→ **CHECK YOUR UNDERSTANDING**
1. In the essay about working as a meeting planner, which city did the writer move to from Washington, DC?
2. Reproduce the meeting-planning essay from "Although the company" down to "of migrant workers.".
3. Continue the essay about the troubled conference in Denver, starting after its last sentence.

→ **TEXT SEGMENT**
┄┄┄┄┄┄┄┄┄┄

By Alan Kleinfeld, 4-26-06
In my fulltime, pay-the-rent job, I’m what is known as a meeting planner. In Washington, DC, from where I just relocated to Albuquerque, meeting planning is a big thing. Just about every association in the country (and there’s one for everything) is headquartered or has an office in Washington, DC.
Although the company I work for is still based in DC, we help manage conferences and events all over the country. We had a real whopper recently at the brand new Hyatt Regency Denver Convention Center (the hotel was so new that the carpet fibers clung by static all over our pant legs). The group was a nonprofit with a name so long they made up a nonsensical acronym that means nothing except to those that are members of the association whose purpose is improving the life and education of children of migrant workers.
In any case, the meeting was about 1500 strong with nearly 150 workshop sessions and over 250 workshop leaders (some of the 90 minute presentations had as many as five presenters. Whatever!) and about 30 exhibitor booths. From the first day of planning and coordinating, it was a nightmare. Keynotes weren’t confirmed, printing production got behind schedule (and more expensive) and emotional emails went whizzing back and forth between the client and us. We kept harping on the need to stay on schedule and they kept ignoring us. Nearing the actual conference date, staff in my office was working upwards of 15 hours a day.

┄┄┄┄┄┄┄┄┄┄

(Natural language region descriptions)
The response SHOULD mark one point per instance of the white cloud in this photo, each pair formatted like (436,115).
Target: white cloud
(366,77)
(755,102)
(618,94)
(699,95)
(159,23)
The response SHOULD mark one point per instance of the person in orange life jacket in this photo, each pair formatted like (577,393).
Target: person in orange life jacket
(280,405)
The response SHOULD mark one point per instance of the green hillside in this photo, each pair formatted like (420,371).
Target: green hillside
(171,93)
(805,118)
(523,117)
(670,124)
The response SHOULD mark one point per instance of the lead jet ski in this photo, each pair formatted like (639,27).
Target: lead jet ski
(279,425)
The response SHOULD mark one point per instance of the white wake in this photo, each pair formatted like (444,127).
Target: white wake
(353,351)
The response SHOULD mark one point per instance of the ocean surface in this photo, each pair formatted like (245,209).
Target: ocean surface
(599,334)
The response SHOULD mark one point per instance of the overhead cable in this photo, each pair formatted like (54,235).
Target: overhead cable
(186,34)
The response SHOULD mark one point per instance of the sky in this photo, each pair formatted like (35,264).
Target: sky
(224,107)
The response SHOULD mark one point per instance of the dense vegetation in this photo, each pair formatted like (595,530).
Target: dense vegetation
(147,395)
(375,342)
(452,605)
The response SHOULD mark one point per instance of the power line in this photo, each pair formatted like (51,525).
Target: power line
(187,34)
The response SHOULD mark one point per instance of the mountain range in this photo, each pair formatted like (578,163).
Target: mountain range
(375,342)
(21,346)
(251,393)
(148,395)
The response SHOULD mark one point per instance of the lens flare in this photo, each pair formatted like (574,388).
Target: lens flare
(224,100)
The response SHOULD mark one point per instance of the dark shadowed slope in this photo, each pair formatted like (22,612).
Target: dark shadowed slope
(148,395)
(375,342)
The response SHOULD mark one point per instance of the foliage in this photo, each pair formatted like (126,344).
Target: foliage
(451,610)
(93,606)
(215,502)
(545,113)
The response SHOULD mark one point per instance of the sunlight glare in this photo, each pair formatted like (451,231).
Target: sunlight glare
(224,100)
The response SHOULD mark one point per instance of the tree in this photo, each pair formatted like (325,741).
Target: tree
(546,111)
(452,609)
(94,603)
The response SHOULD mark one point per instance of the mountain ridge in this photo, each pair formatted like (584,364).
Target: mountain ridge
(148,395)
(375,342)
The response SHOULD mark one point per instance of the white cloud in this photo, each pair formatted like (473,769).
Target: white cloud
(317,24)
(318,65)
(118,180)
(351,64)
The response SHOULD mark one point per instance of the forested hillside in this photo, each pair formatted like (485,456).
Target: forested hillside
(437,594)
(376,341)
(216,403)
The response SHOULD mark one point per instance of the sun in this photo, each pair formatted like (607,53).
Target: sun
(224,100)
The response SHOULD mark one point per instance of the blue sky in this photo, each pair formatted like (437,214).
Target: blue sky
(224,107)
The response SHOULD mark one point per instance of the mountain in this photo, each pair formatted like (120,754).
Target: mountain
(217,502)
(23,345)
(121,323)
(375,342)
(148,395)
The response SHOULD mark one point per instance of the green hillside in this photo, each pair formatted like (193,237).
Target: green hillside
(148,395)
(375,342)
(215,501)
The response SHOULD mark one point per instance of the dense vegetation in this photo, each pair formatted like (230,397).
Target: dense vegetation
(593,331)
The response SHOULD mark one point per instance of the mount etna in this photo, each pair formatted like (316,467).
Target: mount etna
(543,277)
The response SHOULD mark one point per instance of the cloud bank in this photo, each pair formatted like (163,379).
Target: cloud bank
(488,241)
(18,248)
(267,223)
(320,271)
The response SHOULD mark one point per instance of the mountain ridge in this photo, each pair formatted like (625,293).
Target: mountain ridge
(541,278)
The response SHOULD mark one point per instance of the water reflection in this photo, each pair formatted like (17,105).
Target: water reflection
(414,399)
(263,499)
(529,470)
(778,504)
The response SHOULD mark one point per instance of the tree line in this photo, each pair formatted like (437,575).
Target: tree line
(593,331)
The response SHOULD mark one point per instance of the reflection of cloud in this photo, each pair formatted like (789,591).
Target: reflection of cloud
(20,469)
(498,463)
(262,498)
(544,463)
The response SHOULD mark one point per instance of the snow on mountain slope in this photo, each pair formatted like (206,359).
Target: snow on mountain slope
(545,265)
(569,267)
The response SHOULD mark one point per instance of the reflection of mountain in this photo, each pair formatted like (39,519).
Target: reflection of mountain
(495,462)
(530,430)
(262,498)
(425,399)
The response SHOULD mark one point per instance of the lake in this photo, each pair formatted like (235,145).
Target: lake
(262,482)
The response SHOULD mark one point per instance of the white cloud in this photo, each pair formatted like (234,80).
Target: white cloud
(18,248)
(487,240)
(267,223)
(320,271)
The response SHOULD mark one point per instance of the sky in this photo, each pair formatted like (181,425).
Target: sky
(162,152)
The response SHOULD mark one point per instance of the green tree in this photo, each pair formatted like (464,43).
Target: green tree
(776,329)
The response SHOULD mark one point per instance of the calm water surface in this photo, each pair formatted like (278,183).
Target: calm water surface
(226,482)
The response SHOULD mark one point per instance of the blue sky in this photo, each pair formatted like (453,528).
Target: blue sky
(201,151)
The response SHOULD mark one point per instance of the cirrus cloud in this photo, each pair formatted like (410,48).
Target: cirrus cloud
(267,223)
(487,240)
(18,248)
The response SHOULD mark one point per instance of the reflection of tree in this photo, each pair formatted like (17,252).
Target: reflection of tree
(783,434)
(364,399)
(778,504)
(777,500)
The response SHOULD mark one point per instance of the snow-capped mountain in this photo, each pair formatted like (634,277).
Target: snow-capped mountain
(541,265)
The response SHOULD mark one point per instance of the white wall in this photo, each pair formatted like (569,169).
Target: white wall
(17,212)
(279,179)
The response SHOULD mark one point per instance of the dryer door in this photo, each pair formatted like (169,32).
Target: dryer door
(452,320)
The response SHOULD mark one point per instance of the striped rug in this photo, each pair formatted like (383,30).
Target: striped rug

┄┄┄┄┄┄┄┄┄┄

→ **OUTPUTS IN ORDER**
1. Albuquerque

2.
Although the company I work for is still based in DC, we help manage conferences and events all over the country. We had a real whopper recently at the brand new Hyatt Regency Denver Convention Center (the hotel was so new that the carpet fibers clung by static all over our pant legs). The group was a nonprofit with a name so long they made up a nonsensical acronym that means nothing except to those that are members of the association whose purpose is improving the life and education of children of migrant workers.

3.
Onsite in Denver, we went from one crisis to another, putting out small fires like failing microphones, mis-labeled room names, food shortages and so forth. From behind the scenes, it looked like nothing was going right. Thankfully, from the attendee point of view, things couldn’t have gone better. That’s the trick to being a good conference manager. Like a magician’s smoke and mirrors, we put on a really good show.
Two days before we left to manage the meeting onsite, I had a premonition that I would die on the conference floor. The stress had gotten so high, that I envisioned my own major heart attack. I even saw myself clutch my chest and fall face forward on the brand new hotel carpet, getting carpet fibers all over my mouth. I knew that I might not come back from Denver alive.
And still, I did what my client needed, boarded that Frontier plane for the 50 minute flight and stayed a week in a tiny room while managing all aspects of a 1500 person event. On the last night of the conference, at the closing dance, a 53-year-old man from Oregon, having a ball and dancing up all kinds of whoop, collapsed on the dance floor. He never regained consciousness and died in the ambulance on the way to the hospital.
I’ve been planning and managing meetings and conferences for nearly 15 years and this is my first attendee death. The following morning at the closing ceremony we offered a moment of silence.
In the end, my office decided that it was the most difficult meeting we’ve ever had to manage. The client was late with everything, they demanded lots and offered nothing and to top it all off, a guy died. I just hope my premonitions phase is over. And if not, at least I hope I can go while dancing.
[End of article]
Geez. I didn't realize how much there was to organizing a conference. Whew! It was a good read too!